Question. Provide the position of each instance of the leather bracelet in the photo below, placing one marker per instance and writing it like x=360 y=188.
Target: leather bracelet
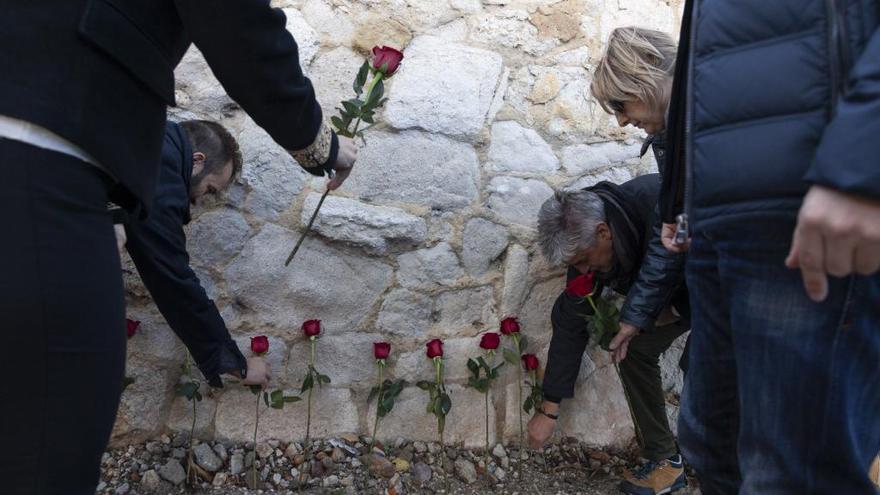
x=554 y=417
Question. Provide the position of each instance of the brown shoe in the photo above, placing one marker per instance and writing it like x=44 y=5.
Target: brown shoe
x=655 y=478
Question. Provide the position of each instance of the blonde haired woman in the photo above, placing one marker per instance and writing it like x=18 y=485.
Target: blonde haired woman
x=632 y=81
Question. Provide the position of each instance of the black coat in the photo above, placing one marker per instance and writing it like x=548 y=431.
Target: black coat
x=771 y=97
x=655 y=282
x=157 y=246
x=100 y=73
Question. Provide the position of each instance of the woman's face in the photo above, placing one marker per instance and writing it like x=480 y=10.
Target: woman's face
x=637 y=114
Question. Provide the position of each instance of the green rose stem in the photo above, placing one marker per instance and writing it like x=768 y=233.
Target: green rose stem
x=379 y=76
x=441 y=420
x=622 y=384
x=254 y=463
x=381 y=363
x=519 y=380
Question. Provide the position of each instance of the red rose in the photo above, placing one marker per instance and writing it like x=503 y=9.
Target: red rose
x=435 y=348
x=311 y=328
x=386 y=60
x=381 y=350
x=530 y=362
x=509 y=326
x=582 y=285
x=260 y=345
x=490 y=341
x=131 y=327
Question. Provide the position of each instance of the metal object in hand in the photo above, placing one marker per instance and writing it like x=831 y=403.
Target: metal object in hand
x=681 y=230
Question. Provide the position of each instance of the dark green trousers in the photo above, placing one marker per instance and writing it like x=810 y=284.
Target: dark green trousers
x=640 y=373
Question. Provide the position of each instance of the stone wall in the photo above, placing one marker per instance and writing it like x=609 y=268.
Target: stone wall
x=432 y=235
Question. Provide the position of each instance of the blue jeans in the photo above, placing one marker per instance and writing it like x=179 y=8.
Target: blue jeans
x=783 y=394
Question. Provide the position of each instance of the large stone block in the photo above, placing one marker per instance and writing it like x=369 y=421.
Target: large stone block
x=510 y=28
x=452 y=98
x=483 y=242
x=333 y=413
x=271 y=173
x=347 y=359
x=581 y=158
x=416 y=168
x=376 y=228
x=518 y=200
x=516 y=271
x=321 y=282
x=465 y=312
x=217 y=236
x=465 y=423
x=429 y=267
x=405 y=313
x=415 y=365
x=518 y=149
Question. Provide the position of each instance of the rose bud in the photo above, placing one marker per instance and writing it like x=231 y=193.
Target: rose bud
x=311 y=328
x=490 y=341
x=582 y=285
x=381 y=350
x=131 y=327
x=435 y=348
x=386 y=60
x=509 y=326
x=260 y=344
x=530 y=362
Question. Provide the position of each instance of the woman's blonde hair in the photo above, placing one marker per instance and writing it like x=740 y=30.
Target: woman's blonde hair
x=638 y=65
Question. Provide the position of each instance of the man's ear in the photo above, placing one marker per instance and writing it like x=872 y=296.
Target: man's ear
x=198 y=162
x=603 y=232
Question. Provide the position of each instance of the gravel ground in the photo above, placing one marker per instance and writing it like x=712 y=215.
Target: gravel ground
x=343 y=466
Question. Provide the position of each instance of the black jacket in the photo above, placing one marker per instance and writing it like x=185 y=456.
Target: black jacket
x=157 y=246
x=654 y=283
x=100 y=73
x=769 y=98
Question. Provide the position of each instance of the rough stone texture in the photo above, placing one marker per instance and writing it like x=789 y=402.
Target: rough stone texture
x=180 y=418
x=309 y=287
x=465 y=312
x=483 y=241
x=516 y=269
x=217 y=236
x=519 y=149
x=347 y=359
x=428 y=268
x=581 y=158
x=415 y=168
x=405 y=313
x=376 y=228
x=454 y=100
x=334 y=412
x=206 y=458
x=518 y=200
x=431 y=236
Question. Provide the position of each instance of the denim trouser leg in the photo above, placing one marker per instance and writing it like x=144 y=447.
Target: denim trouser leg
x=782 y=393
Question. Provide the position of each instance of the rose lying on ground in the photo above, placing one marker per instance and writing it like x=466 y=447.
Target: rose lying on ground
x=509 y=326
x=490 y=341
x=311 y=328
x=435 y=348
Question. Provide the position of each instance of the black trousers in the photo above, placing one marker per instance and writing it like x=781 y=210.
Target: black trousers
x=61 y=322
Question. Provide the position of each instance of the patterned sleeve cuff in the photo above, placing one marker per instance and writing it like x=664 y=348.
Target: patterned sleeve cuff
x=319 y=156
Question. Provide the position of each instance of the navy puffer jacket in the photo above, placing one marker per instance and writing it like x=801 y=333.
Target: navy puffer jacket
x=771 y=97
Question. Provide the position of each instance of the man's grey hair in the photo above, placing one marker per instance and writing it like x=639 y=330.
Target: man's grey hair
x=567 y=224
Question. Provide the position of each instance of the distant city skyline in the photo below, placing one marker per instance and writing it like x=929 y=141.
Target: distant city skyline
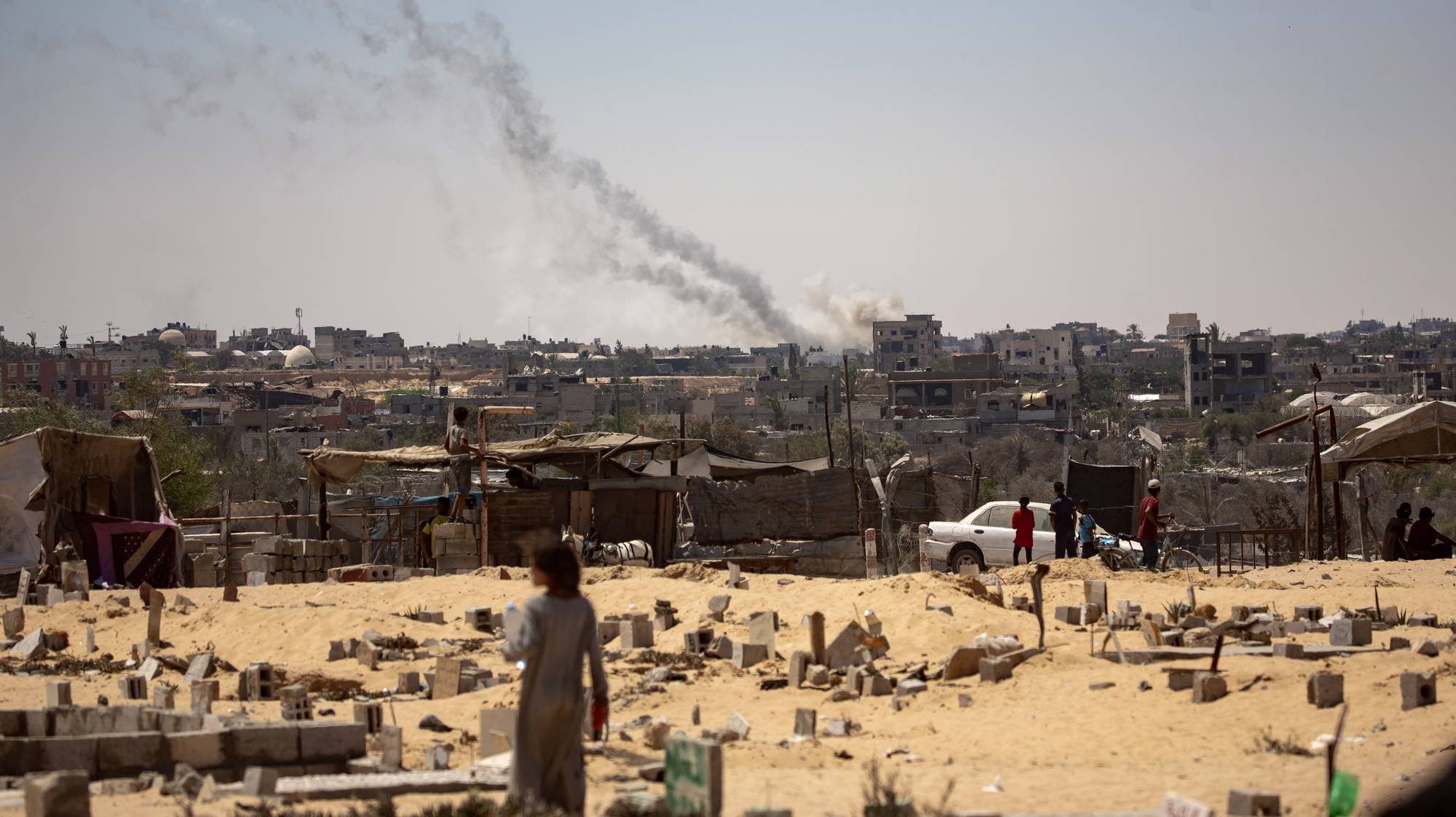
x=1265 y=165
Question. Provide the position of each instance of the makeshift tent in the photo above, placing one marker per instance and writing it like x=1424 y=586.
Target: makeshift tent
x=1422 y=435
x=21 y=471
x=103 y=496
x=714 y=464
x=340 y=467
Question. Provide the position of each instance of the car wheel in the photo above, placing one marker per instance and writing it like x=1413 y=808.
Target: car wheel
x=965 y=556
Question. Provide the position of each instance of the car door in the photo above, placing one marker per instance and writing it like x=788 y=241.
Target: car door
x=1043 y=540
x=997 y=537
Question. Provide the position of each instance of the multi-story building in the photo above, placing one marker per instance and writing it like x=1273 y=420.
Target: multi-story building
x=1227 y=376
x=906 y=346
x=359 y=346
x=1183 y=324
x=82 y=382
x=1045 y=352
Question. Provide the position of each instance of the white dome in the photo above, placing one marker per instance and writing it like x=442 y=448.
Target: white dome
x=1366 y=400
x=299 y=356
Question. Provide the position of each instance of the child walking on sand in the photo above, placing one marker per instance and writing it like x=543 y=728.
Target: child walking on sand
x=558 y=630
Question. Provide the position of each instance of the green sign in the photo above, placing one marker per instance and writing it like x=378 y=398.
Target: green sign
x=695 y=777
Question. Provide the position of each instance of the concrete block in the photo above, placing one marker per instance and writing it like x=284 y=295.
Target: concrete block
x=65 y=754
x=1417 y=690
x=799 y=669
x=263 y=745
x=804 y=723
x=324 y=742
x=58 y=694
x=58 y=794
x=202 y=749
x=1350 y=633
x=1326 y=690
x=995 y=671
x=478 y=618
x=130 y=754
x=963 y=662
x=876 y=685
x=1209 y=687
x=1249 y=803
x=746 y=656
x=260 y=781
x=1289 y=650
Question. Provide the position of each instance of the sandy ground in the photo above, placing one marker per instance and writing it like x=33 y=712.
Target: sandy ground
x=1055 y=743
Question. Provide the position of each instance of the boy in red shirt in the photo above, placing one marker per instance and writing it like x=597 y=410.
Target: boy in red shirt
x=1150 y=518
x=1023 y=522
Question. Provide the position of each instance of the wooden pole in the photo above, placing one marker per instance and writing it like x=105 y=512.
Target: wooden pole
x=1317 y=474
x=1339 y=502
x=850 y=442
x=829 y=438
x=486 y=481
x=324 y=510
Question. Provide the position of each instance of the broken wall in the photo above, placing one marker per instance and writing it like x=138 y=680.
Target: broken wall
x=804 y=506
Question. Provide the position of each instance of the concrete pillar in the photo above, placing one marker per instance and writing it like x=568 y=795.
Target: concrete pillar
x=871 y=556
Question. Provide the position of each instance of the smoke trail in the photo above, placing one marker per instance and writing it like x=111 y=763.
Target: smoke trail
x=481 y=58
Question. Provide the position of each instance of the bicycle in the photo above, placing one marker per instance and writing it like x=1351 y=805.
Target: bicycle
x=1110 y=550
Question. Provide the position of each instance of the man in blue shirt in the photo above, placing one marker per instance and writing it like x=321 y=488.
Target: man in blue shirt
x=1065 y=522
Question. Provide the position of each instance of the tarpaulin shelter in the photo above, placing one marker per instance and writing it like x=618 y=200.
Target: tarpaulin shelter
x=620 y=503
x=98 y=493
x=1422 y=435
x=340 y=467
x=714 y=464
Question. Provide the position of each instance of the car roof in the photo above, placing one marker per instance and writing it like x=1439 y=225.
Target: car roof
x=1013 y=503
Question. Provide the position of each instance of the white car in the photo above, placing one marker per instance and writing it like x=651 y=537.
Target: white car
x=985 y=537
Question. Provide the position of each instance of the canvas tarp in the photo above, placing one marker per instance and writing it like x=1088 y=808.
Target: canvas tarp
x=1423 y=433
x=340 y=467
x=713 y=464
x=21 y=471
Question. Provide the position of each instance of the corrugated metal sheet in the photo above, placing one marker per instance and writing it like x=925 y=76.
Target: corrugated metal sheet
x=804 y=506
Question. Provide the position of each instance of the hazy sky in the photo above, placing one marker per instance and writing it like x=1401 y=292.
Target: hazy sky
x=1281 y=165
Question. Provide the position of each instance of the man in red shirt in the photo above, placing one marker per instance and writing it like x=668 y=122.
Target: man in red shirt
x=1148 y=522
x=1023 y=522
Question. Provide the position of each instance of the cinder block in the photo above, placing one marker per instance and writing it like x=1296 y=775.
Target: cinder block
x=1180 y=679
x=1326 y=690
x=58 y=794
x=202 y=749
x=1350 y=633
x=130 y=754
x=1289 y=650
x=1417 y=690
x=263 y=745
x=746 y=656
x=321 y=743
x=65 y=754
x=1249 y=803
x=1209 y=687
x=995 y=671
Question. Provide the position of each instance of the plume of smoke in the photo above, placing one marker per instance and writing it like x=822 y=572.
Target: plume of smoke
x=480 y=56
x=850 y=314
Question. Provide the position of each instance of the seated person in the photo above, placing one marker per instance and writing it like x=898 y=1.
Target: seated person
x=1425 y=542
x=427 y=540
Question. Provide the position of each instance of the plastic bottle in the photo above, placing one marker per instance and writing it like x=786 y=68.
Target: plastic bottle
x=1345 y=792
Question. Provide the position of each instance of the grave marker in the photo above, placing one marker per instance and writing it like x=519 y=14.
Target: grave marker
x=695 y=777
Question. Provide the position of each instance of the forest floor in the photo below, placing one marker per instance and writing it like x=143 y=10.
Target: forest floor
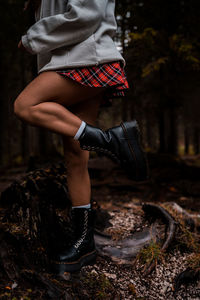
x=171 y=181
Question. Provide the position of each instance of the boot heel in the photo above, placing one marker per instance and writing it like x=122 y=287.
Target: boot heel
x=132 y=134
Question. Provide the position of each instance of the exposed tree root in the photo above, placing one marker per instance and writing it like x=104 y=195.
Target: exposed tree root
x=186 y=277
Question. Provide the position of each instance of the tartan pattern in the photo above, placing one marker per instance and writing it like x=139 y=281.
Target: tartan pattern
x=109 y=75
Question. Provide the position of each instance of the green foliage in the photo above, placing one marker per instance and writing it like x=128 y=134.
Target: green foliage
x=99 y=285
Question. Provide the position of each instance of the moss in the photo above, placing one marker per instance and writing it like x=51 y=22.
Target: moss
x=98 y=285
x=152 y=252
x=194 y=262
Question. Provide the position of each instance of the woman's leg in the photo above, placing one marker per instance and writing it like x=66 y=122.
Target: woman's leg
x=78 y=180
x=44 y=102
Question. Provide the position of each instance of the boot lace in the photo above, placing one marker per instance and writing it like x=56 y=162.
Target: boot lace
x=79 y=241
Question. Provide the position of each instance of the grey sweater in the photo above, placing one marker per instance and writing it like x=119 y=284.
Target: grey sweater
x=73 y=33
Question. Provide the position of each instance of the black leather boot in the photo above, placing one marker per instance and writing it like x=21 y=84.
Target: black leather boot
x=82 y=251
x=121 y=144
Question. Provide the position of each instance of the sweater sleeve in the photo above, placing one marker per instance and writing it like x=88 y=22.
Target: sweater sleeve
x=81 y=19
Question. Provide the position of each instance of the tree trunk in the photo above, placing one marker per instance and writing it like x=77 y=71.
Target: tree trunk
x=196 y=140
x=186 y=139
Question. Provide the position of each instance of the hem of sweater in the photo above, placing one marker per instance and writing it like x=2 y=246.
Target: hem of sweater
x=78 y=65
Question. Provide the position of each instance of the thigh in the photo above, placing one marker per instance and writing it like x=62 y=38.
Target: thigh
x=50 y=86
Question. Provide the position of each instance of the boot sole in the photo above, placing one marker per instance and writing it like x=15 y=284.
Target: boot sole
x=61 y=267
x=132 y=135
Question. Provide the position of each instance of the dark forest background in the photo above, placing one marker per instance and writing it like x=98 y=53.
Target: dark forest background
x=160 y=41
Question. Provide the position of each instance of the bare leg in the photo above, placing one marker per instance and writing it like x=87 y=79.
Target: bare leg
x=76 y=159
x=43 y=102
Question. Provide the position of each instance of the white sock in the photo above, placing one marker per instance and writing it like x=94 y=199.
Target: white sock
x=82 y=206
x=80 y=130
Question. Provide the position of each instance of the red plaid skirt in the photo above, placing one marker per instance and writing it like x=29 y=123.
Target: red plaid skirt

THE TASK —
Among the records, find the lines that contain "skirt" and copy each of them.

EXERCISE ANSWER —
Question. Provide the position of each instance of the red plaid skirt in the photo above, placing one marker per instance and writing it like x=29 y=123.
Target: red plaid skirt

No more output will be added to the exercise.